__What is expected__: Each line below with the word "Segment" needs to be copied.

(Stored records)

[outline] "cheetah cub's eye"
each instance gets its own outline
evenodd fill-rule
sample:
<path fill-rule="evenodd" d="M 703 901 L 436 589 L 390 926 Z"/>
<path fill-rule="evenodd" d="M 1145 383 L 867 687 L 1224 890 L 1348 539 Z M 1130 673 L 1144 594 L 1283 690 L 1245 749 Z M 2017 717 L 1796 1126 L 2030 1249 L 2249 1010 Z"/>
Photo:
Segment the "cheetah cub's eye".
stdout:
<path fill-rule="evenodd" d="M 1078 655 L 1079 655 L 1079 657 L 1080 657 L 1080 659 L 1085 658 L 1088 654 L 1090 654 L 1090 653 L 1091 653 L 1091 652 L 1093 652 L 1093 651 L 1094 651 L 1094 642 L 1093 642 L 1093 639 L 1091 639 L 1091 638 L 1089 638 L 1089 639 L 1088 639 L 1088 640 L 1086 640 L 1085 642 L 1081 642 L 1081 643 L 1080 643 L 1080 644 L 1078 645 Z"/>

--

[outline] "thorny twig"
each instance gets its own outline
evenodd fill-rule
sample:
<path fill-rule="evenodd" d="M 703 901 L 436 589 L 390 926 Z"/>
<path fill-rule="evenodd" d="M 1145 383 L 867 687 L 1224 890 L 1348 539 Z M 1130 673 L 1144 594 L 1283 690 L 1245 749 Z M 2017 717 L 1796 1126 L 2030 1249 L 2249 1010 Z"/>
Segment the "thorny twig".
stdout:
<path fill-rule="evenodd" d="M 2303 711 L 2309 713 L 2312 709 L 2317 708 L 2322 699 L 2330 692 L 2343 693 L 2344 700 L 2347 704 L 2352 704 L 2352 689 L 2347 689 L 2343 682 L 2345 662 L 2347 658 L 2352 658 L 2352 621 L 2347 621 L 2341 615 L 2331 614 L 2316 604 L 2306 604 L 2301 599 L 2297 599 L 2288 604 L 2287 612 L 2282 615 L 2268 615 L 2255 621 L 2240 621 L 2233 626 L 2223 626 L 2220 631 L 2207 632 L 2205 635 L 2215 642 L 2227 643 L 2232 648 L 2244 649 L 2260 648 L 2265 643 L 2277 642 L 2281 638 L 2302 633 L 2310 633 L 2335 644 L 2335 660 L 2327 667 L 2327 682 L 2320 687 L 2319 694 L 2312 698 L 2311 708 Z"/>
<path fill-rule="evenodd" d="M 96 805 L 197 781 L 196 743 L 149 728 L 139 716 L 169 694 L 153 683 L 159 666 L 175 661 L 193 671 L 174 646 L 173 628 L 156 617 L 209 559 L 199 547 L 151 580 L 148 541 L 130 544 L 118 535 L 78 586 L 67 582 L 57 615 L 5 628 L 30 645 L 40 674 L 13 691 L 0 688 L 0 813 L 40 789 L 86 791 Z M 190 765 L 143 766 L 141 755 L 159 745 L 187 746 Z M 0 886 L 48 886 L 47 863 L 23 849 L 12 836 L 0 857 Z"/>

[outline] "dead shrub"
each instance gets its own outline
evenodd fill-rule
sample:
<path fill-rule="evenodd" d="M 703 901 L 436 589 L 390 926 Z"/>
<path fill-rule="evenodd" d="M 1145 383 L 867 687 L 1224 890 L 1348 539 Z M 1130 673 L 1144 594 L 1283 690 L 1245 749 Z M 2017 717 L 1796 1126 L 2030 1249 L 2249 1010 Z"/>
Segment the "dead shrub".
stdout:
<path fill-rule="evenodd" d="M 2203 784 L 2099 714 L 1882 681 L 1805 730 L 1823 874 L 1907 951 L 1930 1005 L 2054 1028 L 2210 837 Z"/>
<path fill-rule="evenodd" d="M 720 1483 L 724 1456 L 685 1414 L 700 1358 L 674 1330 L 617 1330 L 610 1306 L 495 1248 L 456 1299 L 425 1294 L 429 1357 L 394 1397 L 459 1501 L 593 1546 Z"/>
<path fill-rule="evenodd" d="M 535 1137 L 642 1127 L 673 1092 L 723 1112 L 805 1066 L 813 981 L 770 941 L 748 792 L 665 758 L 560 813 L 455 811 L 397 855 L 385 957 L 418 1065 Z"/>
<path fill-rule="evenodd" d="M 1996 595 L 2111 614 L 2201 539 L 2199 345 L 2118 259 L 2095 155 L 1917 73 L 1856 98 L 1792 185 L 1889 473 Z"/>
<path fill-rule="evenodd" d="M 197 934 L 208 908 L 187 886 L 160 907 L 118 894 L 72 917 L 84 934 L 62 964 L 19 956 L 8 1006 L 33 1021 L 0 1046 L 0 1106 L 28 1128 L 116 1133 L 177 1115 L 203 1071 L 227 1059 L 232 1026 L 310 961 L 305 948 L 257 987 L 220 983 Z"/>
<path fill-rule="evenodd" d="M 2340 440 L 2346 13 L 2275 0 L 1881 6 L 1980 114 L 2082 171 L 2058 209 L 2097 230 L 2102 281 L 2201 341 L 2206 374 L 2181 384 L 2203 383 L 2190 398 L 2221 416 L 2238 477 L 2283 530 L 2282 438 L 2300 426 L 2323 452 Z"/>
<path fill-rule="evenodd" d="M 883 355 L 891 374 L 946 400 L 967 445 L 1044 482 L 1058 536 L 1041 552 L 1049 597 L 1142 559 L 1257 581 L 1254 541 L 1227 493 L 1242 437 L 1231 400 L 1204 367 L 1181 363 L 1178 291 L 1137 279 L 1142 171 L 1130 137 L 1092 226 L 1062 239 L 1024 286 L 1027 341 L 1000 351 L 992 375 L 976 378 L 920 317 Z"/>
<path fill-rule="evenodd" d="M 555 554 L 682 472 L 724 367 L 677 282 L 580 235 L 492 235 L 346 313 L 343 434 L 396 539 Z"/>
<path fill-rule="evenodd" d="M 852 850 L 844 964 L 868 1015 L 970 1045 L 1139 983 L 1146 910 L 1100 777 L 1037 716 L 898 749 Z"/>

__Task result__:
Segment the "cheetah cub's eye".
Segment the "thorny twig".
Segment the "dead shrub".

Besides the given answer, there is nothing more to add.